┌─ DATASET EXTRACT
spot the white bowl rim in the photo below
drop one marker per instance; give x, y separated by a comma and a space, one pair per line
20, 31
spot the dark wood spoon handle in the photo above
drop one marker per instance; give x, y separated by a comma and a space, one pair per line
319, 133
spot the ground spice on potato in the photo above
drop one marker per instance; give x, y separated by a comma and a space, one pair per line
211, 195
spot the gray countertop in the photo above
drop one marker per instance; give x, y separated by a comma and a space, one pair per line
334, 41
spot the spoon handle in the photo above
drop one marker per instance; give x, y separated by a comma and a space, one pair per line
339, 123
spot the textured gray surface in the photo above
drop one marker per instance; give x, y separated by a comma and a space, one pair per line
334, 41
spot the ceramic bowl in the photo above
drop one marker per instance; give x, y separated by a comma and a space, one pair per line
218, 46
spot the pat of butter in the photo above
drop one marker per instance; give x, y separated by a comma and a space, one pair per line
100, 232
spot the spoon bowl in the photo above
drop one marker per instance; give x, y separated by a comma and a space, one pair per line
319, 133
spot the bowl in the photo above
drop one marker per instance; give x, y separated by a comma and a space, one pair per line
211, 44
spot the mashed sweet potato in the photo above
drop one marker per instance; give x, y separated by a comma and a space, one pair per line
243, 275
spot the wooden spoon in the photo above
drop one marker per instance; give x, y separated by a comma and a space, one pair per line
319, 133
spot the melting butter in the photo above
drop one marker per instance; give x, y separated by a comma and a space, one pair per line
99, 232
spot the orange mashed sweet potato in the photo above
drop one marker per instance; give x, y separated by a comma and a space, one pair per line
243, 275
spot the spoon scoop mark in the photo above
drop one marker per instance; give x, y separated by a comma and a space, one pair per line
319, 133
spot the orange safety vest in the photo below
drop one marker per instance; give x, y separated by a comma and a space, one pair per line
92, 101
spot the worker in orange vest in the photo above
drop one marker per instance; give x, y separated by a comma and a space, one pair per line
└─
Rewrite every line from the one containing "spot the melting butter in the photo above" through the last line above, scaling each coordinate by 2.05 and rounding it to a whole number, with halves rounded up. Reproduce all other lines in that span unchanged.

spot the melting butter in the photo above
drop one marker per instance; give x, y separated by a comma and a space, one pair per line
203, 476
spot the orange mashed sweet potato in the photo above
drop one marker per instance; give x, y separated by a comma and a space, one pair per line
498, 564
spot the spoon scoop mark in the photo above
drop one marker per instance; give x, y separated by a comma and a space, one pair per line
654, 273
spot the orange safety vest in the photo below
drop one marker per instance; give x, y separated by a comma and a space, one pair per line
189, 207
spot the worker in orange vest in the photo above
drop one marker per instance; give x, y separated by a comma and a space, one pair per line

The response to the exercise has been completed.